▶ Exercise: Count the lines in the records below that contain the string "grille", treating uppercase and lowercase as different. Reply with the number alone.

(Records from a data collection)

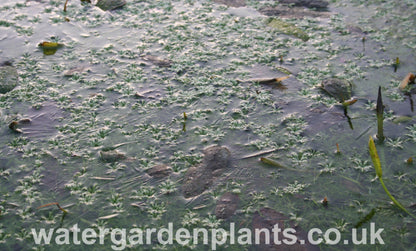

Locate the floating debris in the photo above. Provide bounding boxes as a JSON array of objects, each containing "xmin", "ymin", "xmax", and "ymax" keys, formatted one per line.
[
  {"xmin": 38, "ymin": 42, "xmax": 64, "ymax": 55},
  {"xmin": 341, "ymin": 98, "xmax": 358, "ymax": 106},
  {"xmin": 399, "ymin": 73, "xmax": 415, "ymax": 91},
  {"xmin": 392, "ymin": 116, "xmax": 413, "ymax": 124},
  {"xmin": 95, "ymin": 0, "xmax": 126, "ymax": 11},
  {"xmin": 215, "ymin": 192, "xmax": 240, "ymax": 219},
  {"xmin": 251, "ymin": 207, "xmax": 320, "ymax": 251},
  {"xmin": 321, "ymin": 78, "xmax": 352, "ymax": 103},
  {"xmin": 393, "ymin": 57, "xmax": 400, "ymax": 72},
  {"xmin": 98, "ymin": 214, "xmax": 119, "ymax": 220},
  {"xmin": 0, "ymin": 64, "xmax": 19, "ymax": 94},
  {"xmin": 276, "ymin": 66, "xmax": 292, "ymax": 75},
  {"xmin": 182, "ymin": 146, "xmax": 231, "ymax": 198},
  {"xmin": 64, "ymin": 66, "xmax": 89, "ymax": 77},
  {"xmin": 260, "ymin": 157, "xmax": 288, "ymax": 169},
  {"xmin": 9, "ymin": 119, "xmax": 31, "ymax": 133},
  {"xmin": 335, "ymin": 143, "xmax": 341, "ymax": 154},
  {"xmin": 36, "ymin": 202, "xmax": 68, "ymax": 214},
  {"xmin": 267, "ymin": 18, "xmax": 309, "ymax": 42},
  {"xmin": 214, "ymin": 0, "xmax": 246, "ymax": 7},
  {"xmin": 143, "ymin": 55, "xmax": 172, "ymax": 67},
  {"xmin": 259, "ymin": 5, "xmax": 331, "ymax": 18},
  {"xmin": 321, "ymin": 196, "xmax": 328, "ymax": 207},
  {"xmin": 146, "ymin": 164, "xmax": 172, "ymax": 178},
  {"xmin": 279, "ymin": 0, "xmax": 329, "ymax": 9},
  {"xmin": 91, "ymin": 177, "xmax": 116, "ymax": 180},
  {"xmin": 354, "ymin": 208, "xmax": 378, "ymax": 228},
  {"xmin": 100, "ymin": 150, "xmax": 126, "ymax": 162}
]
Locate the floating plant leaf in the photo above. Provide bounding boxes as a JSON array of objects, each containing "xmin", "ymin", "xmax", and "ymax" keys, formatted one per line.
[
  {"xmin": 368, "ymin": 136, "xmax": 416, "ymax": 219},
  {"xmin": 368, "ymin": 136, "xmax": 383, "ymax": 178},
  {"xmin": 95, "ymin": 0, "xmax": 126, "ymax": 11},
  {"xmin": 38, "ymin": 42, "xmax": 64, "ymax": 55},
  {"xmin": 399, "ymin": 73, "xmax": 415, "ymax": 91},
  {"xmin": 0, "ymin": 65, "xmax": 19, "ymax": 93},
  {"xmin": 267, "ymin": 18, "xmax": 309, "ymax": 42}
]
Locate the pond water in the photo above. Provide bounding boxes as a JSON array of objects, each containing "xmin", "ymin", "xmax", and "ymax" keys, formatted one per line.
[{"xmin": 0, "ymin": 0, "xmax": 416, "ymax": 250}]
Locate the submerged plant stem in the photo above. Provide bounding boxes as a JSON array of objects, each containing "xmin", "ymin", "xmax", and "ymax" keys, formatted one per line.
[{"xmin": 376, "ymin": 86, "xmax": 384, "ymax": 143}]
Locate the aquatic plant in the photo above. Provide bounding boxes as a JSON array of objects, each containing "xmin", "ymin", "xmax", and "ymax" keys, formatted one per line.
[
  {"xmin": 376, "ymin": 86, "xmax": 384, "ymax": 142},
  {"xmin": 368, "ymin": 136, "xmax": 416, "ymax": 219}
]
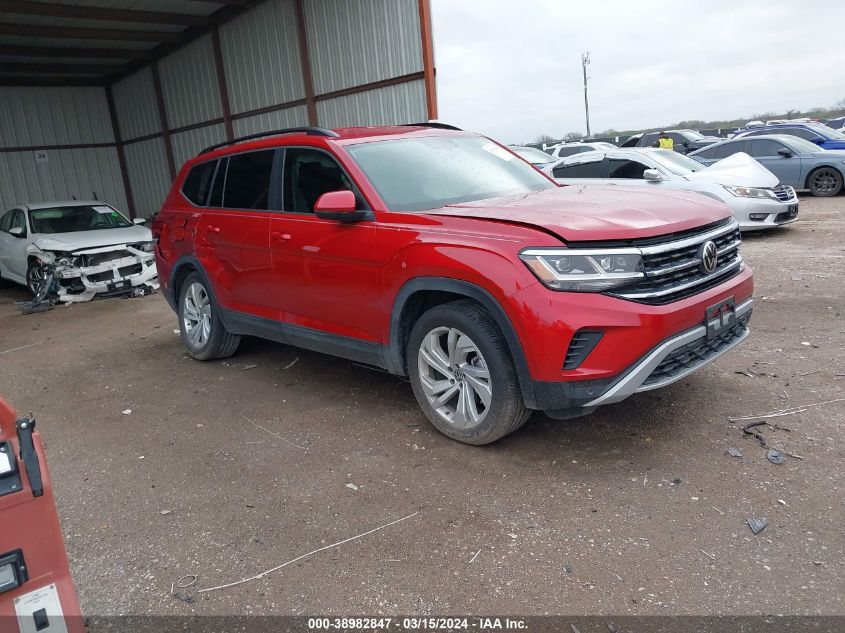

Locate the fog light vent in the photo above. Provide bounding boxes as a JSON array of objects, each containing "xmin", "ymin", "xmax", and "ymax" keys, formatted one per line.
[{"xmin": 563, "ymin": 330, "xmax": 604, "ymax": 369}]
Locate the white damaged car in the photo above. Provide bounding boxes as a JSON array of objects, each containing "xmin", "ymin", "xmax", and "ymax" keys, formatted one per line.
[
  {"xmin": 0, "ymin": 200, "xmax": 158, "ymax": 302},
  {"xmin": 543, "ymin": 148, "xmax": 798, "ymax": 231}
]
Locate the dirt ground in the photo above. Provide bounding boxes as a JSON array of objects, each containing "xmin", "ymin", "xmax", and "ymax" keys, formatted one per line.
[{"xmin": 0, "ymin": 196, "xmax": 845, "ymax": 615}]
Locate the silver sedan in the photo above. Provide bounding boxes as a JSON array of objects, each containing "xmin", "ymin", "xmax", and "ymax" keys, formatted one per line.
[
  {"xmin": 689, "ymin": 134, "xmax": 845, "ymax": 197},
  {"xmin": 546, "ymin": 148, "xmax": 798, "ymax": 231}
]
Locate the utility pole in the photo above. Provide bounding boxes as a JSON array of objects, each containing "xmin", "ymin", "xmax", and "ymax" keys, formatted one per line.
[{"xmin": 581, "ymin": 51, "xmax": 590, "ymax": 138}]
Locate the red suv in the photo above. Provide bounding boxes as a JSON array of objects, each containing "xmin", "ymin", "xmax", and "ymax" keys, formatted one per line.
[{"xmin": 153, "ymin": 124, "xmax": 753, "ymax": 444}]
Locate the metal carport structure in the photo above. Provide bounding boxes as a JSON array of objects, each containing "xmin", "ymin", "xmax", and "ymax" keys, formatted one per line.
[{"xmin": 0, "ymin": 0, "xmax": 437, "ymax": 217}]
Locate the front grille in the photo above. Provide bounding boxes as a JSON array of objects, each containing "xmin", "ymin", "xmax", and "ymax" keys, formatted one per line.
[
  {"xmin": 82, "ymin": 250, "xmax": 133, "ymax": 267},
  {"xmin": 772, "ymin": 185, "xmax": 795, "ymax": 202},
  {"xmin": 643, "ymin": 312, "xmax": 751, "ymax": 385},
  {"xmin": 610, "ymin": 220, "xmax": 742, "ymax": 305}
]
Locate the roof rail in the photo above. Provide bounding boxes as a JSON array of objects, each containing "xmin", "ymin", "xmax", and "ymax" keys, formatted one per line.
[
  {"xmin": 200, "ymin": 127, "xmax": 340, "ymax": 154},
  {"xmin": 400, "ymin": 121, "xmax": 463, "ymax": 132}
]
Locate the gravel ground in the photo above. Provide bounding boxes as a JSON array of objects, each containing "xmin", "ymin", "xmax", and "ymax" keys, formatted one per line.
[{"xmin": 0, "ymin": 196, "xmax": 845, "ymax": 615}]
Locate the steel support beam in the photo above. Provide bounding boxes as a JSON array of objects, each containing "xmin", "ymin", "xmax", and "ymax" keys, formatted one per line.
[
  {"xmin": 0, "ymin": 23, "xmax": 182, "ymax": 42},
  {"xmin": 418, "ymin": 0, "xmax": 437, "ymax": 120},
  {"xmin": 295, "ymin": 0, "xmax": 318, "ymax": 125},
  {"xmin": 151, "ymin": 60, "xmax": 176, "ymax": 181},
  {"xmin": 106, "ymin": 86, "xmax": 135, "ymax": 220},
  {"xmin": 0, "ymin": 44, "xmax": 152, "ymax": 60},
  {"xmin": 211, "ymin": 25, "xmax": 235, "ymax": 141}
]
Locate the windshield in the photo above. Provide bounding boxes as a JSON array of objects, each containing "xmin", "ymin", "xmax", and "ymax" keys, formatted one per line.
[
  {"xmin": 29, "ymin": 204, "xmax": 132, "ymax": 233},
  {"xmin": 347, "ymin": 135, "xmax": 556, "ymax": 211},
  {"xmin": 807, "ymin": 123, "xmax": 845, "ymax": 139},
  {"xmin": 651, "ymin": 149, "xmax": 706, "ymax": 176},
  {"xmin": 511, "ymin": 147, "xmax": 555, "ymax": 165},
  {"xmin": 778, "ymin": 136, "xmax": 824, "ymax": 154}
]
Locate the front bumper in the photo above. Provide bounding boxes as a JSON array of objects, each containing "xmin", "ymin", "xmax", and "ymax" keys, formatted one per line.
[
  {"xmin": 584, "ymin": 299, "xmax": 753, "ymax": 408},
  {"xmin": 727, "ymin": 196, "xmax": 798, "ymax": 231},
  {"xmin": 55, "ymin": 246, "xmax": 159, "ymax": 303}
]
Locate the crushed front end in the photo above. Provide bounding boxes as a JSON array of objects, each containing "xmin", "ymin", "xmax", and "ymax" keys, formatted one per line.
[{"xmin": 33, "ymin": 242, "xmax": 159, "ymax": 303}]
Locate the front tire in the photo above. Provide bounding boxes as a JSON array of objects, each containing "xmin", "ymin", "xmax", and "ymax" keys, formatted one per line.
[
  {"xmin": 179, "ymin": 273, "xmax": 241, "ymax": 360},
  {"xmin": 26, "ymin": 259, "xmax": 44, "ymax": 297},
  {"xmin": 407, "ymin": 301, "xmax": 531, "ymax": 445},
  {"xmin": 807, "ymin": 167, "xmax": 842, "ymax": 198}
]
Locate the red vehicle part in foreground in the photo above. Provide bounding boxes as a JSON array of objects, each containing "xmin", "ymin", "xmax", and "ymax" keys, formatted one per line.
[{"xmin": 0, "ymin": 398, "xmax": 85, "ymax": 633}]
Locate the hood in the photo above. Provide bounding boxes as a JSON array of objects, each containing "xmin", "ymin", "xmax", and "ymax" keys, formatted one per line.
[
  {"xmin": 689, "ymin": 136, "xmax": 725, "ymax": 147},
  {"xmin": 684, "ymin": 152, "xmax": 778, "ymax": 187},
  {"xmin": 33, "ymin": 224, "xmax": 153, "ymax": 252},
  {"xmin": 418, "ymin": 185, "xmax": 731, "ymax": 242}
]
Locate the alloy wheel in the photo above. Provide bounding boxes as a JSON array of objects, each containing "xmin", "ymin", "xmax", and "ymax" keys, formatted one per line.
[
  {"xmin": 810, "ymin": 169, "xmax": 839, "ymax": 194},
  {"xmin": 26, "ymin": 266, "xmax": 42, "ymax": 294},
  {"xmin": 418, "ymin": 327, "xmax": 493, "ymax": 429},
  {"xmin": 182, "ymin": 282, "xmax": 211, "ymax": 347}
]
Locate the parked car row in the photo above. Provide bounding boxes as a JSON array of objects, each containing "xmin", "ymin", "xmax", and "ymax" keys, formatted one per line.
[
  {"xmin": 548, "ymin": 148, "xmax": 798, "ymax": 230},
  {"xmin": 690, "ymin": 134, "xmax": 845, "ymax": 197}
]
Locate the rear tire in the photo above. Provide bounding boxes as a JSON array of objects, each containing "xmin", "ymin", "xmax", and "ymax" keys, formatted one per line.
[
  {"xmin": 406, "ymin": 301, "xmax": 531, "ymax": 445},
  {"xmin": 807, "ymin": 167, "xmax": 842, "ymax": 198},
  {"xmin": 178, "ymin": 272, "xmax": 241, "ymax": 360}
]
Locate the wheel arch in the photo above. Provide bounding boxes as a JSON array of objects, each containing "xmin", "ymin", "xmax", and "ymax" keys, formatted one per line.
[
  {"xmin": 383, "ymin": 277, "xmax": 536, "ymax": 409},
  {"xmin": 804, "ymin": 164, "xmax": 845, "ymax": 189}
]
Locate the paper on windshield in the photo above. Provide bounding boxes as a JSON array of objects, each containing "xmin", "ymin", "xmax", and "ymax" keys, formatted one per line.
[
  {"xmin": 685, "ymin": 152, "xmax": 778, "ymax": 187},
  {"xmin": 481, "ymin": 143, "xmax": 515, "ymax": 160}
]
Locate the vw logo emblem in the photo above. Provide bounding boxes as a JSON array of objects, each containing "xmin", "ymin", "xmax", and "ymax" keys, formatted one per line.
[{"xmin": 698, "ymin": 240, "xmax": 719, "ymax": 273}]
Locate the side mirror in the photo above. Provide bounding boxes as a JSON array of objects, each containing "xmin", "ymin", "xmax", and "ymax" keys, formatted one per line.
[{"xmin": 314, "ymin": 189, "xmax": 368, "ymax": 222}]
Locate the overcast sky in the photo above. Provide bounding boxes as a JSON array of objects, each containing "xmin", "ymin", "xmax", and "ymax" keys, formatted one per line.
[{"xmin": 432, "ymin": 0, "xmax": 845, "ymax": 143}]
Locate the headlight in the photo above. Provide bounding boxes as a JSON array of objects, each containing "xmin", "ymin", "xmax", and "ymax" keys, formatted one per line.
[
  {"xmin": 519, "ymin": 248, "xmax": 645, "ymax": 292},
  {"xmin": 724, "ymin": 185, "xmax": 775, "ymax": 198},
  {"xmin": 46, "ymin": 251, "xmax": 82, "ymax": 268}
]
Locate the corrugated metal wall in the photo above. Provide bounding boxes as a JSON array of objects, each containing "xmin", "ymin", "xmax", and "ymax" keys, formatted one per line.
[
  {"xmin": 170, "ymin": 123, "xmax": 226, "ymax": 168},
  {"xmin": 110, "ymin": 67, "xmax": 161, "ymax": 141},
  {"xmin": 220, "ymin": 0, "xmax": 305, "ymax": 114},
  {"xmin": 303, "ymin": 0, "xmax": 422, "ymax": 95},
  {"xmin": 159, "ymin": 35, "xmax": 223, "ymax": 128},
  {"xmin": 0, "ymin": 147, "xmax": 126, "ymax": 213},
  {"xmin": 124, "ymin": 138, "xmax": 170, "ymax": 218},
  {"xmin": 0, "ymin": 0, "xmax": 426, "ymax": 217},
  {"xmin": 0, "ymin": 87, "xmax": 114, "ymax": 147},
  {"xmin": 0, "ymin": 87, "xmax": 126, "ymax": 213},
  {"xmin": 317, "ymin": 79, "xmax": 427, "ymax": 128}
]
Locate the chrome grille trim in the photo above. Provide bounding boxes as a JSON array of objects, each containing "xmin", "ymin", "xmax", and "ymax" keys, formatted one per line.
[
  {"xmin": 640, "ymin": 220, "xmax": 739, "ymax": 255},
  {"xmin": 616, "ymin": 255, "xmax": 742, "ymax": 299}
]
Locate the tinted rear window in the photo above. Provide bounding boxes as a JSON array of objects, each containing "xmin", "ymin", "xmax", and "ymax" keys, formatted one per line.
[
  {"xmin": 182, "ymin": 160, "xmax": 217, "ymax": 207},
  {"xmin": 554, "ymin": 160, "xmax": 602, "ymax": 178},
  {"xmin": 223, "ymin": 149, "xmax": 276, "ymax": 210}
]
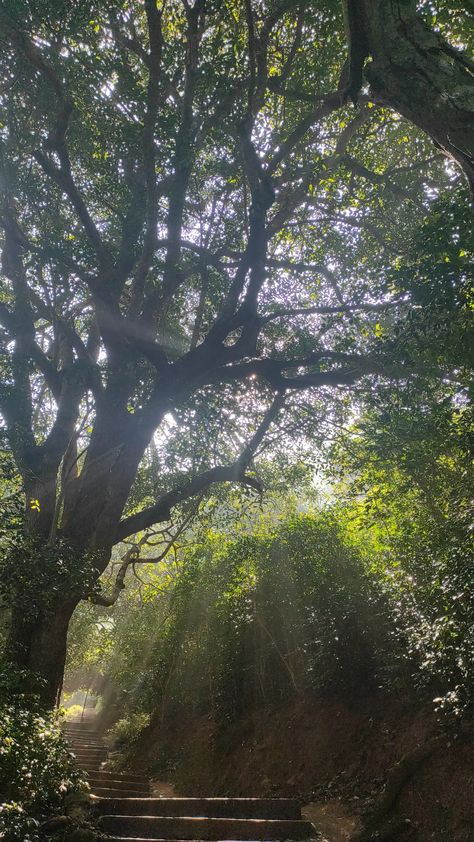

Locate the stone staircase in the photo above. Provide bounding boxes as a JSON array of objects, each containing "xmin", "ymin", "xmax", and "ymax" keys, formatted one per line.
[{"xmin": 64, "ymin": 723, "xmax": 317, "ymax": 842}]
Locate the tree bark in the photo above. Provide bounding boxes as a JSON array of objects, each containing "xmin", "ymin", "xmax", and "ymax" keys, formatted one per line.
[
  {"xmin": 6, "ymin": 598, "xmax": 78, "ymax": 707},
  {"xmin": 344, "ymin": 0, "xmax": 474, "ymax": 194}
]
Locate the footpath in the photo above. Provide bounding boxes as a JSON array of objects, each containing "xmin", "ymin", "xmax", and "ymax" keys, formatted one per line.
[{"xmin": 64, "ymin": 720, "xmax": 318, "ymax": 842}]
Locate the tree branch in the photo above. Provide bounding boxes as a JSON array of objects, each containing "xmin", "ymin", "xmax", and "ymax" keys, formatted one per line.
[{"xmin": 114, "ymin": 394, "xmax": 284, "ymax": 544}]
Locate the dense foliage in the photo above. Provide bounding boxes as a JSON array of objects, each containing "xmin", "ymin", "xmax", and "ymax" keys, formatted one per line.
[
  {"xmin": 0, "ymin": 0, "xmax": 474, "ymax": 704},
  {"xmin": 0, "ymin": 663, "xmax": 87, "ymax": 842}
]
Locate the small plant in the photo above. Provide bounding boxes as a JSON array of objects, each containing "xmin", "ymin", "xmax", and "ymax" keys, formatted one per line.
[{"xmin": 0, "ymin": 665, "xmax": 88, "ymax": 842}]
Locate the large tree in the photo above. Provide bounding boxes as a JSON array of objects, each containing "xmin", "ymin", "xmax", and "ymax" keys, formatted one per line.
[{"xmin": 0, "ymin": 0, "xmax": 472, "ymax": 703}]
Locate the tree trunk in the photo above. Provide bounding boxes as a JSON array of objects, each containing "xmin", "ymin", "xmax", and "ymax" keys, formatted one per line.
[
  {"xmin": 344, "ymin": 0, "xmax": 474, "ymax": 193},
  {"xmin": 7, "ymin": 599, "xmax": 78, "ymax": 707}
]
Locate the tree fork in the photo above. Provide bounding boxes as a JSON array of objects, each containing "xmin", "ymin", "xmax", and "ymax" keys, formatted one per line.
[{"xmin": 342, "ymin": 0, "xmax": 474, "ymax": 196}]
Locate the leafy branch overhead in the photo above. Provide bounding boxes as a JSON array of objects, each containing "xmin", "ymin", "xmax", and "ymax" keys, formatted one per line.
[{"xmin": 0, "ymin": 0, "xmax": 473, "ymax": 704}]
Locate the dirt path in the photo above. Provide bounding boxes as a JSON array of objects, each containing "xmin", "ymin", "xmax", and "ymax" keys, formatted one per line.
[{"xmin": 301, "ymin": 799, "xmax": 357, "ymax": 842}]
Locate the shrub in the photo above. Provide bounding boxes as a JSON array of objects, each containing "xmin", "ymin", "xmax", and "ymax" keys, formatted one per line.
[{"xmin": 0, "ymin": 665, "xmax": 87, "ymax": 842}]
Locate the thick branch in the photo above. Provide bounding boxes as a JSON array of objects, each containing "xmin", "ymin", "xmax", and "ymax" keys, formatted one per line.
[{"xmin": 114, "ymin": 395, "xmax": 284, "ymax": 544}]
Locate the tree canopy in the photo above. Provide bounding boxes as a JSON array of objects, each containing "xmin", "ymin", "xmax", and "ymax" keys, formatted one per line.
[{"xmin": 0, "ymin": 0, "xmax": 474, "ymax": 695}]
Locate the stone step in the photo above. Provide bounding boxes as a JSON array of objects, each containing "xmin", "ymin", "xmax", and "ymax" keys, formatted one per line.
[
  {"xmin": 77, "ymin": 763, "xmax": 108, "ymax": 775},
  {"xmin": 99, "ymin": 815, "xmax": 315, "ymax": 840},
  {"xmin": 87, "ymin": 769, "xmax": 149, "ymax": 786},
  {"xmin": 96, "ymin": 797, "xmax": 301, "ymax": 821},
  {"xmin": 92, "ymin": 786, "xmax": 156, "ymax": 804},
  {"xmin": 87, "ymin": 775, "xmax": 149, "ymax": 792}
]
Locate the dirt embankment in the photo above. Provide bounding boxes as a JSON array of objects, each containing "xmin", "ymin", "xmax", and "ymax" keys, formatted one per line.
[{"xmin": 126, "ymin": 699, "xmax": 474, "ymax": 842}]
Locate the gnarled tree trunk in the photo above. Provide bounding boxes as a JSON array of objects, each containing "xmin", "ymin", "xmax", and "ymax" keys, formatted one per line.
[
  {"xmin": 344, "ymin": 0, "xmax": 474, "ymax": 193},
  {"xmin": 7, "ymin": 598, "xmax": 78, "ymax": 707}
]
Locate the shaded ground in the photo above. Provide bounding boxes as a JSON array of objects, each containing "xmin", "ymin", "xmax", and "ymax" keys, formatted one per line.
[{"xmin": 125, "ymin": 699, "xmax": 474, "ymax": 842}]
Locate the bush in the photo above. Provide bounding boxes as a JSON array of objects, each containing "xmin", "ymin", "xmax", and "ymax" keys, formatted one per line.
[{"xmin": 0, "ymin": 665, "xmax": 87, "ymax": 842}]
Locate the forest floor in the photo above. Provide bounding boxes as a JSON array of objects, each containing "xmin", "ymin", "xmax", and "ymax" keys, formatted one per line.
[{"xmin": 124, "ymin": 698, "xmax": 474, "ymax": 842}]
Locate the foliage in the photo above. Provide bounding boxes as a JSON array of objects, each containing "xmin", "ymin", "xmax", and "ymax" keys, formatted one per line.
[
  {"xmin": 0, "ymin": 664, "xmax": 87, "ymax": 842},
  {"xmin": 0, "ymin": 0, "xmax": 470, "ymax": 699},
  {"xmin": 83, "ymin": 512, "xmax": 401, "ymax": 731}
]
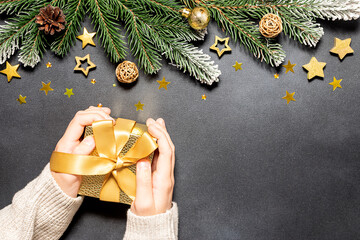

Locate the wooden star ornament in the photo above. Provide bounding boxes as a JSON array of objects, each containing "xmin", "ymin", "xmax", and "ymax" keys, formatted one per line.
[
  {"xmin": 233, "ymin": 61, "xmax": 242, "ymax": 72},
  {"xmin": 74, "ymin": 54, "xmax": 96, "ymax": 77},
  {"xmin": 76, "ymin": 27, "xmax": 96, "ymax": 49},
  {"xmin": 0, "ymin": 61, "xmax": 21, "ymax": 82},
  {"xmin": 330, "ymin": 38, "xmax": 354, "ymax": 60},
  {"xmin": 16, "ymin": 94, "xmax": 26, "ymax": 105},
  {"xmin": 135, "ymin": 101, "xmax": 144, "ymax": 111},
  {"xmin": 283, "ymin": 61, "xmax": 296, "ymax": 73},
  {"xmin": 64, "ymin": 88, "xmax": 74, "ymax": 98},
  {"xmin": 303, "ymin": 57, "xmax": 326, "ymax": 80},
  {"xmin": 210, "ymin": 36, "xmax": 231, "ymax": 57},
  {"xmin": 40, "ymin": 82, "xmax": 54, "ymax": 95},
  {"xmin": 156, "ymin": 77, "xmax": 171, "ymax": 90},
  {"xmin": 329, "ymin": 77, "xmax": 342, "ymax": 91},
  {"xmin": 282, "ymin": 91, "xmax": 296, "ymax": 104}
]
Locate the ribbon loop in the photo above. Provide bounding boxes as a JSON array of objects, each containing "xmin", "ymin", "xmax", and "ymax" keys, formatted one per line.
[{"xmin": 50, "ymin": 118, "xmax": 157, "ymax": 202}]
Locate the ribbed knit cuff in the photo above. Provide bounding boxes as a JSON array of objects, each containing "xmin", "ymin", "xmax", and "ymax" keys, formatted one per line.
[
  {"xmin": 33, "ymin": 164, "xmax": 83, "ymax": 239},
  {"xmin": 124, "ymin": 202, "xmax": 178, "ymax": 240}
]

▶ Output: 2